"""
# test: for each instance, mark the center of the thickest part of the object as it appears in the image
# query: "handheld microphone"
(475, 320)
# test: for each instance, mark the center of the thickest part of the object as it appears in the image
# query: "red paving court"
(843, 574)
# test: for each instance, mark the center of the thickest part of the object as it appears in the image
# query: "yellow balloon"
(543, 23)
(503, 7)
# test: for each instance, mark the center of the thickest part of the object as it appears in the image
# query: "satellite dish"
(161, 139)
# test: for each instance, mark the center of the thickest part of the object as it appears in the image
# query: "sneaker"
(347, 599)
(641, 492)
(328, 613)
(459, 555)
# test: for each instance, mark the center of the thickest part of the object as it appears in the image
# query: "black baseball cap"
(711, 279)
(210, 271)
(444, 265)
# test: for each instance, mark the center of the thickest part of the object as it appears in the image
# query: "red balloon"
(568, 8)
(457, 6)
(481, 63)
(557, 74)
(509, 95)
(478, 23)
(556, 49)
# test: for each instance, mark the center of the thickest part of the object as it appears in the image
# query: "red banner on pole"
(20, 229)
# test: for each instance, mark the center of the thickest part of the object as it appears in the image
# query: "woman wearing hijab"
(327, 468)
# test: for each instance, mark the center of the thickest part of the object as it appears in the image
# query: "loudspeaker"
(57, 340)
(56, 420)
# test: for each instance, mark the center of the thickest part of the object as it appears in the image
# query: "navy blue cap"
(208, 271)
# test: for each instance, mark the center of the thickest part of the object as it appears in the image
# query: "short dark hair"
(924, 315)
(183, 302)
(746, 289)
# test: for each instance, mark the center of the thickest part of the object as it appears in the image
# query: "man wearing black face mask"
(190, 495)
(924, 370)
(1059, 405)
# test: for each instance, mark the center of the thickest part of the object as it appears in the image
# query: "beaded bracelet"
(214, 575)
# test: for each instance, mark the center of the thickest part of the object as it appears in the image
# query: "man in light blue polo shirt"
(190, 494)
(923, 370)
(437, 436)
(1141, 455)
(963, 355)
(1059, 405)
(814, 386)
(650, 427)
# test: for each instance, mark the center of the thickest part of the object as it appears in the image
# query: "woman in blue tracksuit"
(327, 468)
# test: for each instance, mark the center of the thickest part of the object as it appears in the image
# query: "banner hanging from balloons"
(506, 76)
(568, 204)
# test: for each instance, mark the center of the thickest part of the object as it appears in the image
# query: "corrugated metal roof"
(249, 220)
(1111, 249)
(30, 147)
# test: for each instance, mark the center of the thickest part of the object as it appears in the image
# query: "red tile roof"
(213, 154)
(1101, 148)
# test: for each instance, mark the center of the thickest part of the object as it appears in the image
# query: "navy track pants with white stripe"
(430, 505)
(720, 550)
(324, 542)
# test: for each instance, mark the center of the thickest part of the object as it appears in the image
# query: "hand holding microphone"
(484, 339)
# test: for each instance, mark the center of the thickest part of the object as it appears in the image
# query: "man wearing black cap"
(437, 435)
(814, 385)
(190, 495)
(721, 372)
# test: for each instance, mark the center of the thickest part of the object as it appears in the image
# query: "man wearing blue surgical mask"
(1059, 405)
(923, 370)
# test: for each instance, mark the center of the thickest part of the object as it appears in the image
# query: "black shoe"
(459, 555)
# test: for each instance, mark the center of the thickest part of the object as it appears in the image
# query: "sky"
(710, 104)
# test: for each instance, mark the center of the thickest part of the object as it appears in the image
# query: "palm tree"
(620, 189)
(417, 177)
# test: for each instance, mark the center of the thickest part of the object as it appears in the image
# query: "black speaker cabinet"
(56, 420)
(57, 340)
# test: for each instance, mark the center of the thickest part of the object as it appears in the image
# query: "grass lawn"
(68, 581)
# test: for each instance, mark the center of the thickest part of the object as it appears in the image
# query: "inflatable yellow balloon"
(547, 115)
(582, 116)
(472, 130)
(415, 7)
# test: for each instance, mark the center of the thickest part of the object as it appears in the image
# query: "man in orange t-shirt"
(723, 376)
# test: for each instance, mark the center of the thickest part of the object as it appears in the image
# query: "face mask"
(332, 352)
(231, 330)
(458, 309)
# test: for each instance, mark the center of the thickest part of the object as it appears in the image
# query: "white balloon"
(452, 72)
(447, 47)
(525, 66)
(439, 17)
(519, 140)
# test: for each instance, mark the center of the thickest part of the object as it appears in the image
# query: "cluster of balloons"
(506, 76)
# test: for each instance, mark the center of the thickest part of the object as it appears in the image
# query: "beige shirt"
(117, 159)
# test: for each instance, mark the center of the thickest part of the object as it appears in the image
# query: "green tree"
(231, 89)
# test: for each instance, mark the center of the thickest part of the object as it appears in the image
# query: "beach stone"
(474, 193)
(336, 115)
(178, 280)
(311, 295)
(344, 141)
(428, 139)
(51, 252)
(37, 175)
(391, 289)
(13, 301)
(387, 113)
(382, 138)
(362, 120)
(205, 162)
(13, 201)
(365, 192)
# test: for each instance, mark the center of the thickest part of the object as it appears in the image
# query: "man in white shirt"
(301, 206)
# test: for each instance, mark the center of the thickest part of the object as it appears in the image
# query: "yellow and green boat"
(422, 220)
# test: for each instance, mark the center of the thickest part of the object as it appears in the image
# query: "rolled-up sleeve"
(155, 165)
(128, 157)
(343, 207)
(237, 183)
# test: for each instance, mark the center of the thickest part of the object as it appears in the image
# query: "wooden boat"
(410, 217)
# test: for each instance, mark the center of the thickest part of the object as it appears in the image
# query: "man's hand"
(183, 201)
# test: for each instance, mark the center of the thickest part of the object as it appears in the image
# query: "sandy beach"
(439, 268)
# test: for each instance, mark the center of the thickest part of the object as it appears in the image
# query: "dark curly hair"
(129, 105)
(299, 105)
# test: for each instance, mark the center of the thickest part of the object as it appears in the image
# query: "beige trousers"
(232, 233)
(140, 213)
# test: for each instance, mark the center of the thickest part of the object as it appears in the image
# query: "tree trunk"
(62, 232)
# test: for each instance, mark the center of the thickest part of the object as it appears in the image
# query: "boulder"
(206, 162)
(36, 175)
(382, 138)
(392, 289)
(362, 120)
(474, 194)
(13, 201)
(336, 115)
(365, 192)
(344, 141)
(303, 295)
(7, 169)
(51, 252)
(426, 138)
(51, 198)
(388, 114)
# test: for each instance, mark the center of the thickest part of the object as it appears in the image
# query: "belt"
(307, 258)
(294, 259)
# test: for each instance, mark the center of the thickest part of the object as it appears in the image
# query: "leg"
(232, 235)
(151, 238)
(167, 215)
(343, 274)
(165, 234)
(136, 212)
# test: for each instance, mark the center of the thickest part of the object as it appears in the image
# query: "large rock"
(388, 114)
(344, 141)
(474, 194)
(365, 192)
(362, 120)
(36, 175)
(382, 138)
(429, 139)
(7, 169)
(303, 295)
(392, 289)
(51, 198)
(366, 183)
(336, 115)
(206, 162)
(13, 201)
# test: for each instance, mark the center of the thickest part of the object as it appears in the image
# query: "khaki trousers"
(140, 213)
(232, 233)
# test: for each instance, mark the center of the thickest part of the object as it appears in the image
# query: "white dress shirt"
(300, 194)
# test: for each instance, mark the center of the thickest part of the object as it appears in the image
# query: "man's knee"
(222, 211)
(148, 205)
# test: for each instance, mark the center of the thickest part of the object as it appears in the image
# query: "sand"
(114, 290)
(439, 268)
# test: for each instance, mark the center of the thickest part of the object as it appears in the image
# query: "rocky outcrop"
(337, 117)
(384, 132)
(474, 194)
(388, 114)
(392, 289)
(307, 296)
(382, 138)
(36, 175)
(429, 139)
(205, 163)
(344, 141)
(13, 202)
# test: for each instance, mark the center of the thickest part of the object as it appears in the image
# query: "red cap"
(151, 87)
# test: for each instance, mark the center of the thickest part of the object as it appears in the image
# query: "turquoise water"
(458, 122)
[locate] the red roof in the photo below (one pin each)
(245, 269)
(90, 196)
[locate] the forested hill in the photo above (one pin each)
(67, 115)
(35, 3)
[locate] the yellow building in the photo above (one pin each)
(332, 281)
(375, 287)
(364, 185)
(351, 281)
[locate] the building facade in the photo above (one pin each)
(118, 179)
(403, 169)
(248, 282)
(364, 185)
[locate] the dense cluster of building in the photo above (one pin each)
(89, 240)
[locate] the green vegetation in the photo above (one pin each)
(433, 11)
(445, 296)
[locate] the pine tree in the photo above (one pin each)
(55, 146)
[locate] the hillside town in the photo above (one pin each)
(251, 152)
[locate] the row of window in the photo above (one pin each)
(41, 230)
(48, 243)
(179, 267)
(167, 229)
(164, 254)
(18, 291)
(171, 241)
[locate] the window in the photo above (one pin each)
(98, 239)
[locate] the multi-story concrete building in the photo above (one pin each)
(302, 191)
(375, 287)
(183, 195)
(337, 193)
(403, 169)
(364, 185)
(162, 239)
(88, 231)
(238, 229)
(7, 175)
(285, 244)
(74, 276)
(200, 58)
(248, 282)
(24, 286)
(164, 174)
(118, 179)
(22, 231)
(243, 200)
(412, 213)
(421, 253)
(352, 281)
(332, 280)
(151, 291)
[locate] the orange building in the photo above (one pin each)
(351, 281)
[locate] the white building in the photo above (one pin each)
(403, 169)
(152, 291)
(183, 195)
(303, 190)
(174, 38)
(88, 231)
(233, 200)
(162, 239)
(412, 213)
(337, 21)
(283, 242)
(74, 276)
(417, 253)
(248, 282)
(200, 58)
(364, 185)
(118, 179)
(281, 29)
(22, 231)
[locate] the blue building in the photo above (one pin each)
"""
Given problem: Repeat only what runs from the line holding "[locate] the pine" to the end of the data, keeping every line exactly as written, first and last included.

Answer to this task:
[locate] the pine tree in the photo above (one pin each)
(55, 146)
[locate] the hillside town in the photo above (one pin each)
(251, 152)
[locate] the row of window in the photo above (one pin each)
(41, 230)
(48, 243)
(179, 267)
(167, 229)
(164, 254)
(18, 291)
(171, 241)
[locate] the window in the photo above (one pin each)
(98, 239)
[locate] the multi-story concrete building in the photo above (one pin each)
(302, 191)
(375, 287)
(183, 195)
(337, 193)
(403, 169)
(364, 185)
(162, 239)
(88, 231)
(238, 229)
(7, 175)
(285, 244)
(74, 276)
(200, 58)
(248, 282)
(24, 286)
(164, 174)
(118, 179)
(22, 231)
(243, 200)
(412, 213)
(421, 253)
(352, 281)
(332, 280)
(151, 291)
[locate] the orange building in the photo above (one pin each)
(351, 281)
[locate] the white building in the photo above (one pin each)
(403, 169)
(152, 291)
(183, 195)
(303, 190)
(174, 38)
(88, 231)
(233, 200)
(162, 239)
(412, 213)
(337, 21)
(283, 242)
(74, 276)
(417, 253)
(248, 282)
(200, 58)
(364, 185)
(118, 179)
(281, 29)
(22, 231)
[locate] the blue building in the photo above (one pin each)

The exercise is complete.